## Consigne A
Indiquez uniquement le nombre de lignes des enregistrements qui contiennent le mot « postage ».

4. La victime est recevable à demander au juge administratif, dans les deux mois suivant la notification de la décision ayant rejeté sa réclamation, la condamnation de l'administration à l'indemniser de tout dommage ayant résulté de ce fait générateur, y compris en invoquant des chefs de préjudice qui n'étaient pas mentionnés dans sa réclamation. Si, une fois expiré ce délai de deux mois, la victime saisit le juge d'une demande indemnitaire portant sur la réparation de dommages causés par le même fait générateur, cette demande est tardive et, par suite, irrecevable. Il en va ainsi alors même que ce recours indemnitaire indiquerait pour la première fois les chefs de préjudice auxquels se rattachent les dommages, ou invoquerait d'autres chefs de préjudice, ou aurait été précédé d'une nouvelle décision administrative de rejet à la suite d'une nouvelle réclamation portant sur les conséquences de ce même fait générateur.

## Enregistrements du jeu de données de segmentation
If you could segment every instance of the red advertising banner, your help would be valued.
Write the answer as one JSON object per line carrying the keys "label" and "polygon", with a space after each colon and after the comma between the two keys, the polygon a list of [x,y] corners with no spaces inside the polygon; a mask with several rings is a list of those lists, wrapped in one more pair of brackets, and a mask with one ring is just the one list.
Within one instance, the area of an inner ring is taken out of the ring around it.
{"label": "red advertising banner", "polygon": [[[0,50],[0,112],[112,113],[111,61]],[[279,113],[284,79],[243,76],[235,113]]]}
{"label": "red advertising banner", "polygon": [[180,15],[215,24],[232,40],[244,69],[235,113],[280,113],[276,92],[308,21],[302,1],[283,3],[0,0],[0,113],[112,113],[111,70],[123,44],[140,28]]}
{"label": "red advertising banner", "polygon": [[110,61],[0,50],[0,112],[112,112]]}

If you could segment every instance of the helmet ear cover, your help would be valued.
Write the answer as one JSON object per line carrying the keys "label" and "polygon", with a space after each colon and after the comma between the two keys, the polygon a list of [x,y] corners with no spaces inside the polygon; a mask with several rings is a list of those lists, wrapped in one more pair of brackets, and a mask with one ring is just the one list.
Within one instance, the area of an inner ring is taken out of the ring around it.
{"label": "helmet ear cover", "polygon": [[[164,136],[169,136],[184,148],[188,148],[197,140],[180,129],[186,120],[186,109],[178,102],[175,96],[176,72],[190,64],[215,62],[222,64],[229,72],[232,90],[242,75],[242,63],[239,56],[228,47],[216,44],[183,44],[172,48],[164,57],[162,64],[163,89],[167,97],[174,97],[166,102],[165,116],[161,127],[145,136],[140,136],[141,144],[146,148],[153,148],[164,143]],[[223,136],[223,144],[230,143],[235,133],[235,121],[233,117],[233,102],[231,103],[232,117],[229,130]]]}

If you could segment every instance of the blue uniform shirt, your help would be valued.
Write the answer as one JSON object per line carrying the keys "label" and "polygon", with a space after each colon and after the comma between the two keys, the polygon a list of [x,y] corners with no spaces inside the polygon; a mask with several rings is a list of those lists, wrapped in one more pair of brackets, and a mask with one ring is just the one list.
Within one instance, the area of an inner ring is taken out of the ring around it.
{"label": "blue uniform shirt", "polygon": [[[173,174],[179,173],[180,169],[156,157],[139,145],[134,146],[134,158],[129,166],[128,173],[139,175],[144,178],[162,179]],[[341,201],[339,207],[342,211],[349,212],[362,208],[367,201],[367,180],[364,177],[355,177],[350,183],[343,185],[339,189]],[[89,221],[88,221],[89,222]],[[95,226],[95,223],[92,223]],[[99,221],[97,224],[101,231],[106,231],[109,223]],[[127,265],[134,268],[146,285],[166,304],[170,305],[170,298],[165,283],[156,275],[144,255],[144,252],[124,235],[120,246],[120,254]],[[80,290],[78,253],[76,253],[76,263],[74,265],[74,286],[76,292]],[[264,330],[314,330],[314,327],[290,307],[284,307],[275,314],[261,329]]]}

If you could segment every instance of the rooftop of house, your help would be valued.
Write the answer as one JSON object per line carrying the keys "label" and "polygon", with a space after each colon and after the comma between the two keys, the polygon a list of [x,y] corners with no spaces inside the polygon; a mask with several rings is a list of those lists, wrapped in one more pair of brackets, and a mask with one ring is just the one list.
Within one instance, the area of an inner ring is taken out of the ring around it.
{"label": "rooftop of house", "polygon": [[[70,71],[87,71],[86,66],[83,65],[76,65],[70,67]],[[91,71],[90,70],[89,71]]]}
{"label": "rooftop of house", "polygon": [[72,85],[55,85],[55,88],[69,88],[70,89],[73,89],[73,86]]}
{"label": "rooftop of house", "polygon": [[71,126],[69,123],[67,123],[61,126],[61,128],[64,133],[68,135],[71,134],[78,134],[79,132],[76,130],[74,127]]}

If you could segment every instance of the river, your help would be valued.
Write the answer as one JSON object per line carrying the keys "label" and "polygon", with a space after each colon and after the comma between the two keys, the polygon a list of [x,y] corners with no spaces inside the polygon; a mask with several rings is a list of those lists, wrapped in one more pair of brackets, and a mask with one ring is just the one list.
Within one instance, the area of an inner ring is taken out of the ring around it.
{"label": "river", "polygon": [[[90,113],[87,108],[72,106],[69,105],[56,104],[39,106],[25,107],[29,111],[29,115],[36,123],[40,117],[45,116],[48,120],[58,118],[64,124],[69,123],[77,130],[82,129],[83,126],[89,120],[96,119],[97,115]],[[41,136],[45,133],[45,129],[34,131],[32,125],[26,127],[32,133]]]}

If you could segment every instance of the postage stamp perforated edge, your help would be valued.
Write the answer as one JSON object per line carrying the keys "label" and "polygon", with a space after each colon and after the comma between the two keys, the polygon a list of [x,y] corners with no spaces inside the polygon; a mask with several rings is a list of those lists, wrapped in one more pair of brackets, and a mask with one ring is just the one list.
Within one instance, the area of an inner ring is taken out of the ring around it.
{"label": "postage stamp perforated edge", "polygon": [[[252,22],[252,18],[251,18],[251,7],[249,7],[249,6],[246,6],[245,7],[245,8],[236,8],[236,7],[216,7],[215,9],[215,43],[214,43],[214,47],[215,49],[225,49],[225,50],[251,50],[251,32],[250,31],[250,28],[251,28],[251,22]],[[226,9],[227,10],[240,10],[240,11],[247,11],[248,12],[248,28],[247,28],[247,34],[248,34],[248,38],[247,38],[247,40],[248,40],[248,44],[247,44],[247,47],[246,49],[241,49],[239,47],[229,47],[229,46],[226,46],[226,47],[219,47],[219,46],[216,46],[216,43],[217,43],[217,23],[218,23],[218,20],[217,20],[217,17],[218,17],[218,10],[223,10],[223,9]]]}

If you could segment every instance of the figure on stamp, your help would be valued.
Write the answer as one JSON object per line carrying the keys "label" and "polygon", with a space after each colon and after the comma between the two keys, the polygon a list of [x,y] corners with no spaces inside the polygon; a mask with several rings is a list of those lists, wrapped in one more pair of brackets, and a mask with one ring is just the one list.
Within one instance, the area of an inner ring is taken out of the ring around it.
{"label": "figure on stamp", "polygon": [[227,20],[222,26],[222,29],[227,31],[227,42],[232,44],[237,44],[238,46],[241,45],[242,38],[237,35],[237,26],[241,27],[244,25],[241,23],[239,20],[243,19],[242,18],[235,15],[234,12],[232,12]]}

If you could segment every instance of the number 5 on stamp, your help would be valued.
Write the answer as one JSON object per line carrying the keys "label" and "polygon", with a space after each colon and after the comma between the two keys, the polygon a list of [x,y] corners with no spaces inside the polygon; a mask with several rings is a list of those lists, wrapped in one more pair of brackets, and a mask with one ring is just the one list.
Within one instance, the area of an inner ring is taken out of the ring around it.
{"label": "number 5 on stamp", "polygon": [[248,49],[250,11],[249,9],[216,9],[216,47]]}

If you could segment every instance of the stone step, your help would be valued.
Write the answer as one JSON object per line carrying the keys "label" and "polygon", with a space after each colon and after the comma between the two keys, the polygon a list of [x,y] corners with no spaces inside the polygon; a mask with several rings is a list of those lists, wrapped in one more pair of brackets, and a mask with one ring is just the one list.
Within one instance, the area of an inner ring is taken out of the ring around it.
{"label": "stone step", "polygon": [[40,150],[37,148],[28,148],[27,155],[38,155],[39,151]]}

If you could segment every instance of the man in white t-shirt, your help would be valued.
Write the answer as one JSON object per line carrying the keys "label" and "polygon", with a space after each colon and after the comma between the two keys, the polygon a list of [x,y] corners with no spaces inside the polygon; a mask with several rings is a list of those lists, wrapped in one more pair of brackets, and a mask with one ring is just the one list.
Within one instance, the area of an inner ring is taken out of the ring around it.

## Consigne B
D'après le texte, dans quel délai la victime peut-elle demander au juge administratif de condamner l'administration à l'indemniser ?

## Solution détaillée A
2

## Solution détaillée B
Dans les deux mois suivant la notification de la décision ayant rejeté sa réclamation.